=== SELECTED TEXT ===
Hey everyone, we could use some expertise on a Vancouver itinerary. My wife and I have six days in the Vancouver area this summer, visiting family there. But the family will be working during the day, so we're on our own to entertain ourselves. Neither of us have ever been to Vancouver, so don't know where to go. We've certainly gotten advice from our family there, but wanted some additional input. What we're particularly curious about is whether Victoria is a must-see on any trip to Vancouver--would skipping Victoria be like going to New York for the first time and not seeing the Empire State Building or is it not THAT central to the experience? We honestly have no idea. Here is our prospective itinerary. Would love your help:

Day 1: Arrive in Seattle, drive to Vancouver and tour Vancouver a bit that evening.
Day 2: Tour Vancouver (but where in Vancouver?)
Day 3: ferry to Victoria and tour Victoria (where to stay overnight in Victoria--preferably cheaply?)
===
REQUIRED TASK ▸
Transcribe the Vancouver itinerary post above in full, keeping every word and line break unchanged.
=== DATA EXTRACT ===
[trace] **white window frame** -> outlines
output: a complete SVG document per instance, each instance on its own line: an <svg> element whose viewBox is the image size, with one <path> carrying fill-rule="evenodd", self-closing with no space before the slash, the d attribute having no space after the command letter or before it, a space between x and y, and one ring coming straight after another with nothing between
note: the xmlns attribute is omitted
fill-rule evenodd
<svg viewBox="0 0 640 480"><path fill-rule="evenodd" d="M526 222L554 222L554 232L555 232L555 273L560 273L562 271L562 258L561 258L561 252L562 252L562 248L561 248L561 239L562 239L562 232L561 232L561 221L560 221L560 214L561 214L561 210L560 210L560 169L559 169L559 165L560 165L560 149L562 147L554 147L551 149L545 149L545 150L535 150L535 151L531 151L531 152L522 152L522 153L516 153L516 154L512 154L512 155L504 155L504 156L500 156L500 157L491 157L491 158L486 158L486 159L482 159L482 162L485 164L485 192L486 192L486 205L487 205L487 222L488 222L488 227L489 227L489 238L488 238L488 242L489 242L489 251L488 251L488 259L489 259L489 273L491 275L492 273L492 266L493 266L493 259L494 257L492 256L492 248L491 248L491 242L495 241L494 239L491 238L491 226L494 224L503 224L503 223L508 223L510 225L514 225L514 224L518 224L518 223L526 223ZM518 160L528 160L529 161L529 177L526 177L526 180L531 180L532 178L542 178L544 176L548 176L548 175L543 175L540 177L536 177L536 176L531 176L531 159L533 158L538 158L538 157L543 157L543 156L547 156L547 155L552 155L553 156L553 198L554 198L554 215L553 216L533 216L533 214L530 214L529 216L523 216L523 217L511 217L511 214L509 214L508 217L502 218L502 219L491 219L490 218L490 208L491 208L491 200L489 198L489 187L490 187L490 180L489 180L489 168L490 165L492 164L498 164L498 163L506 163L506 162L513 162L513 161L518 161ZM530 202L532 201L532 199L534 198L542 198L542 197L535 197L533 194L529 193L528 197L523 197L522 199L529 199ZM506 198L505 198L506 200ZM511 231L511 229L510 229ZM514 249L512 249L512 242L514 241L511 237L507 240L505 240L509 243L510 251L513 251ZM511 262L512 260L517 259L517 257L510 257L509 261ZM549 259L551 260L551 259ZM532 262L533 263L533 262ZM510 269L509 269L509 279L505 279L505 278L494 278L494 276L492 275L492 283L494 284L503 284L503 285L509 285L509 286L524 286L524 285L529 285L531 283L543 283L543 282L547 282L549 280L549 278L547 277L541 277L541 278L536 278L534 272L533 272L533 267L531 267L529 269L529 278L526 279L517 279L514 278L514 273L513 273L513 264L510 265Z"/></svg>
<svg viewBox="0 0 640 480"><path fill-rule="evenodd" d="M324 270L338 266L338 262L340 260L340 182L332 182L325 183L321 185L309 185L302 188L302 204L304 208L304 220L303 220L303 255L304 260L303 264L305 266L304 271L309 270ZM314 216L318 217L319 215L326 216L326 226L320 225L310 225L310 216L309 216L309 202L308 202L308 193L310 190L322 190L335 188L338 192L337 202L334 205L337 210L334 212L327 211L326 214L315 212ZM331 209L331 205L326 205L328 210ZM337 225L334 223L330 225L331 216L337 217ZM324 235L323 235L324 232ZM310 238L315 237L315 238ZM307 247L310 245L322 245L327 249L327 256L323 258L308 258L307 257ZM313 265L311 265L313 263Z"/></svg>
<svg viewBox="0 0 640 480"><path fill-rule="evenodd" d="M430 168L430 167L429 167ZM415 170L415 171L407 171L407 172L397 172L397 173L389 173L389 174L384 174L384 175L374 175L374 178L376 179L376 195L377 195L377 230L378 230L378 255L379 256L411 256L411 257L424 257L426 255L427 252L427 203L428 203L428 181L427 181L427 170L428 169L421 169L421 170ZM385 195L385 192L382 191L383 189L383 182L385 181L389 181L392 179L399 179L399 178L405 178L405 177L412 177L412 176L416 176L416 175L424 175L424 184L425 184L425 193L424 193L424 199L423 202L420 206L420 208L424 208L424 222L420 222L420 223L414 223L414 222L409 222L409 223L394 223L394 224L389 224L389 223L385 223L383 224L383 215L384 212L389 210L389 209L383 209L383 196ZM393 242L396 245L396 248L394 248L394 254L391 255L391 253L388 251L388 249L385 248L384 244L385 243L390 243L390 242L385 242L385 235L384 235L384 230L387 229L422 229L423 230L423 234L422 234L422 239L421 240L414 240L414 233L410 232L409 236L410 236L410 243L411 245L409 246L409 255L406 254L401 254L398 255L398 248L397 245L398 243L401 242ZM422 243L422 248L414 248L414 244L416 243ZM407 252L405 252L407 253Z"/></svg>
===
CORRECT RESULT ▸
Hey everyone, we could use some expertise on a Vancouver itinerary. My wife and I have six days in the Vancouver area this summer, visiting family there. But the family will be working during the day, so we're on our own to entertain ourselves. Neither of us have ever been to Vancouver, so don't know where to go. We've certainly gotten advice from our family there, but wanted some additional input. What we're particularly curious about is whether Victoria is a must-see on any trip to Vancouver--would skipping Victoria be like going to New York for the first time and not seeing the Empire State Building or is it not THAT central to the experience? We honestly have no idea. Here is our prospective itinerary. Would love your help:

Day 1: Arrive in Seattle, drive to Vancouver and tour Vancouver a bit that evening.
Day 2: Tour Vancouver (but where in Vancouver?)
Day 3: ferry to Victoria and tour Victoria (where to stay overnight in Victoria--preferably cheaply?)